• **About this exercise**:
Reproduce the data in full, exactly.

• **Records supplied**:
>>

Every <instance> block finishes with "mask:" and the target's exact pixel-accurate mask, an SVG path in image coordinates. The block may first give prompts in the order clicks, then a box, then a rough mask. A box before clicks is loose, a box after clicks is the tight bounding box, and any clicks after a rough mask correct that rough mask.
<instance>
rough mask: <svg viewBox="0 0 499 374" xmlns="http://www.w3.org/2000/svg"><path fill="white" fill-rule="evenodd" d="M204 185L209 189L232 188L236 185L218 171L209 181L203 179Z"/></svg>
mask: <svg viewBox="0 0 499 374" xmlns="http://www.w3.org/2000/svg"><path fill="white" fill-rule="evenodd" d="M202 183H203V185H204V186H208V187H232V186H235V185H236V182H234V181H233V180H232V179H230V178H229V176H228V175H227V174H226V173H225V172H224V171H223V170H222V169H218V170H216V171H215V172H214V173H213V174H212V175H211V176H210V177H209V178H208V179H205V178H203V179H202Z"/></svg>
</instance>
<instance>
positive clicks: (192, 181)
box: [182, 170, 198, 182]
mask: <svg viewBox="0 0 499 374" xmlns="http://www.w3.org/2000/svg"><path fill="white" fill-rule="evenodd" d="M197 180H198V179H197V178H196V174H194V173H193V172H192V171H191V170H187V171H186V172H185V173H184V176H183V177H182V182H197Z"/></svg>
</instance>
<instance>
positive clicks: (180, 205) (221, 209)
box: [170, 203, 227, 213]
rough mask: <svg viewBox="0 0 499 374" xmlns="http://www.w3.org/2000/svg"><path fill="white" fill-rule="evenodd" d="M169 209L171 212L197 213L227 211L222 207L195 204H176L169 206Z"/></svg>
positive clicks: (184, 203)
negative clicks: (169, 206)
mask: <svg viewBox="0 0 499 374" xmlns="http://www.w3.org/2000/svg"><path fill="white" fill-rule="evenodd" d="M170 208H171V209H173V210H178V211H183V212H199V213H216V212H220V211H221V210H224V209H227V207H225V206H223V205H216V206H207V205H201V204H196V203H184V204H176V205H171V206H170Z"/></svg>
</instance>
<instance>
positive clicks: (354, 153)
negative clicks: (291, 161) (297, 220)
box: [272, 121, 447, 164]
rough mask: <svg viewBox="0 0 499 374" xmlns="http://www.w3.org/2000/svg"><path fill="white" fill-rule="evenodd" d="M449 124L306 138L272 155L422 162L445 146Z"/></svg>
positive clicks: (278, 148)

<<

• **Answer to the exercise**:
Every <instance> block finishes with "mask:" and the target's exact pixel-accurate mask, an SVG path in image coordinates. The block may first give prompts in the order clicks, then a box, then a rough mask. A box before clicks is loose, a box after clicks is the tight bounding box, and any clicks after a rough mask correct that rough mask.
<instance>
rough mask: <svg viewBox="0 0 499 374" xmlns="http://www.w3.org/2000/svg"><path fill="white" fill-rule="evenodd" d="M204 185L209 189L232 188L236 185L218 171L209 181L203 179Z"/></svg>
mask: <svg viewBox="0 0 499 374" xmlns="http://www.w3.org/2000/svg"><path fill="white" fill-rule="evenodd" d="M202 183H203V185H204V186H208V187H232V186H235V185H236V182H234V181H233V180H232V179H230V178H229V176H228V175H227V174H226V173H225V172H224V171H223V170H222V169H218V170H216V171H215V172H214V173H213V174H212V175H211V176H210V177H209V178H208V179H205V178H203V179H202Z"/></svg>
</instance>
<instance>
positive clicks: (192, 181)
box: [182, 170, 198, 182]
mask: <svg viewBox="0 0 499 374" xmlns="http://www.w3.org/2000/svg"><path fill="white" fill-rule="evenodd" d="M197 180H198V179H197V178H196V174H194V173H193V172H192V171H191V170H187V171H186V172H185V173H184V176H183V177H182V182H197Z"/></svg>
</instance>
<instance>
positive clicks: (180, 205) (221, 209)
box: [170, 203, 227, 213]
rough mask: <svg viewBox="0 0 499 374" xmlns="http://www.w3.org/2000/svg"><path fill="white" fill-rule="evenodd" d="M169 209L171 212L197 213L227 211L222 207L195 204H176L169 206Z"/></svg>
positive clicks: (184, 203)
negative clicks: (169, 206)
mask: <svg viewBox="0 0 499 374" xmlns="http://www.w3.org/2000/svg"><path fill="white" fill-rule="evenodd" d="M170 208H171V209H173V210H178V211H183V212H199V213H216V212H220V211H221V210H224V209H227V207H225V206H223V205H216V206H207V205H201V204H196V203H184V204H176V205H171V206H170Z"/></svg>
</instance>
<instance>
positive clicks: (354, 153)
negative clicks: (291, 161) (297, 220)
box: [272, 121, 447, 164]
rough mask: <svg viewBox="0 0 499 374" xmlns="http://www.w3.org/2000/svg"><path fill="white" fill-rule="evenodd" d="M449 124L306 138L272 155L422 162L445 146Z"/></svg>
positive clicks: (278, 148)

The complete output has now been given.